### Article
%%

Find out the time $$t_0$$ in which the string rotates by $$\theta = \pi$$. Find $$\vec{d_1}$$ at $$t = \pi \ell / v_0$$. Find the distance travelled by $$1$$ from $$t = 0$$ to $$\dfrac{\pi \ell }{v_o}$$ Find the speed of $$2$$ as a function of time.

3. ParthKohli

|dw:1443975353793:dw|

4. ParthKohli

@ganeshie8

5. ParthKohli

@imqwerty

6. ganeshie8

the center of mass is stationary and that thing is rotating about the center of mass with uniform velocity of $$v_0$$ is it ?

7. ganeshie8

am i interpreting it correctly..

8. ParthKohli

oh, we're given that two masses are connected with a string and at $$t=0$$ the mass 1 is given the velocity $$v_0$$ (the other mass is not). if you think about it, the center of mass will not be stationary. $$v_{CM} = \frac{m_1v_1+m_2v_2}{m_1+m_2}$$

9. ParthKohli

so $$v_{CM} = \frac{v_0}2 \hat i$$

10. ParthKohli

and I think we're getting very close to the crux of the problem

11. ganeshie8

Ohk.. so it is also translating to the right as it rotates..

12. ParthKohli

exactly...

13. ParthKohli

if we observe the whole setting from the ground, we'll see that these things are accelerating and it'd be very hard to predict anything

14. ParthKohli

in fact even the acceleration is variable as the direction of force varies

15. ganeshie8

so we got velocity of center of mass pretty cheaply next i guess we want to find the angular velocity

16. ganeshie8

$$\omega = \dfrac{2v_0}{l}$$ $$d_1(t) = \text{translation + rotation}=\dfrac{v_0}{2}i + \frac{l}{2}\cos(\omega t)i+\frac{l}{2}\sin(\omega t)j$$

17. ganeshie8

so $$d_1(\pi l/v_0) = (\dfrac{v_0}{2} + \dfrac{l}{2})i$$

18. ParthKohli

i mean there's one little thing: one part of the velocity helps it to translate, and the other to rotate.

19. ParthKohli

so $$v_0/2$$ is being used in translation and the rest is used for rotation

20. ParthKohli

$\omega = v_o/l$

21. ParthKohli

so I think we're finally in the solution of the problem: try doing calculations in the frame of the center of mass.

%%

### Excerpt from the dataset
%%

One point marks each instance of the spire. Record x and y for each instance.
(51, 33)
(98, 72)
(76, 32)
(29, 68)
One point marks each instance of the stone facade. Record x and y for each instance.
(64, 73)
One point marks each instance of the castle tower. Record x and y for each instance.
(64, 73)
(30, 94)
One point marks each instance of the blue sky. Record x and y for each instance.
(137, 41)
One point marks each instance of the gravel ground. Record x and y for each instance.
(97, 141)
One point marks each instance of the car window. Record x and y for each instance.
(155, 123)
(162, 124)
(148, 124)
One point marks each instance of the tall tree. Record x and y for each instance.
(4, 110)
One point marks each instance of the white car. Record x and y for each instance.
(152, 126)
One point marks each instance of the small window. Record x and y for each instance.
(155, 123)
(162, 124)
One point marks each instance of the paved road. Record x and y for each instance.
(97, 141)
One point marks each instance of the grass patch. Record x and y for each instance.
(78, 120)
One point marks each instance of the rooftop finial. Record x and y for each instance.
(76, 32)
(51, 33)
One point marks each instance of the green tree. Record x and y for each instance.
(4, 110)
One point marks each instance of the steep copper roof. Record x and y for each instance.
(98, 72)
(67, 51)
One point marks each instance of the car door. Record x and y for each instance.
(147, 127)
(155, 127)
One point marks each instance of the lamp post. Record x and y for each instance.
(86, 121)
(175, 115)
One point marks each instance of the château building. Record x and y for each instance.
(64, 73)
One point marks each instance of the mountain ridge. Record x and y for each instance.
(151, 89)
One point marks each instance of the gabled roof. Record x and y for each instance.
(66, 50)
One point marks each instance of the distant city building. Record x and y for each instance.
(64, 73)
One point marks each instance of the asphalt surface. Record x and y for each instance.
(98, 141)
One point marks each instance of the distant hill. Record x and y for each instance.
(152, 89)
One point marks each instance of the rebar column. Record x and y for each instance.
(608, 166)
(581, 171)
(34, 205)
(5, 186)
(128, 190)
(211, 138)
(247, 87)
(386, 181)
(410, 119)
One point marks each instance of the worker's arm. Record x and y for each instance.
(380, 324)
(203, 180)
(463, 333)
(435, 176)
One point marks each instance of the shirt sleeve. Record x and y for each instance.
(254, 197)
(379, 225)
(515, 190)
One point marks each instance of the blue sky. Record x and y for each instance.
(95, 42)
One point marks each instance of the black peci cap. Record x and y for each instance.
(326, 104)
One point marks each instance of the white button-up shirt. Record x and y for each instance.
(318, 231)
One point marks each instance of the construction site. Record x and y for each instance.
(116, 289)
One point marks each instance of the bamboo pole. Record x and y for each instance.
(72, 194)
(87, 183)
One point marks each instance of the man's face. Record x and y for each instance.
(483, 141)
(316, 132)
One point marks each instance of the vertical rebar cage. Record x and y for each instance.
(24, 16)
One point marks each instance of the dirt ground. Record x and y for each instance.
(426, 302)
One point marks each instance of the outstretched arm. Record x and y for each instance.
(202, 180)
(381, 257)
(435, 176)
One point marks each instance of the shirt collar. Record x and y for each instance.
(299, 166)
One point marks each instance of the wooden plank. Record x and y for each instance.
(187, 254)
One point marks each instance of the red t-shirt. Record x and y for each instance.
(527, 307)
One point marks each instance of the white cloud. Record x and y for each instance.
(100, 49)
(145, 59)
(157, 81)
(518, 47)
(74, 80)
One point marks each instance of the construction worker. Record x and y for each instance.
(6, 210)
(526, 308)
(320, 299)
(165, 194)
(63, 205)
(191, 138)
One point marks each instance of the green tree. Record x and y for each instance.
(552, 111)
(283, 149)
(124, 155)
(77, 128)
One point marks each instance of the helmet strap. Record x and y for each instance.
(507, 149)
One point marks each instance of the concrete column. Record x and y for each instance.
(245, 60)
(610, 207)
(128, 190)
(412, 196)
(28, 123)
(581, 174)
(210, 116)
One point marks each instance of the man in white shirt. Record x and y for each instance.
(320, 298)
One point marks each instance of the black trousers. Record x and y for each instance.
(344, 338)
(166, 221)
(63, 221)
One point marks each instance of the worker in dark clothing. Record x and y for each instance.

%%

### Task requirements
(a) Please output the section of the thread on the two masses joined by a string that opens with the words containing "5. ParthKohli" and closes with "of $$v_0$$ is it ?".
(b) Answer these questions using the thread on the two masses joined by a string:
(i) At t = 0, which mass is given the velocity v₀?
(ii) What value does ParthKohli give for the velocity of the center of mass?
(iii) In what frame does ParthKohli suggest doing the calculations?

### Results for each task
(a)
5. ParthKohli

@imqwerty

6. ganeshie8

the center of mass is stationary and that thing is rotating about the center of mass with uniform velocity of $$v_0$$ is it ?

(b)
(i) Mass 1 is given v₀; the other mass is not.
(ii) v_CM = (v₀/2) î.
(iii) The frame of the center of mass.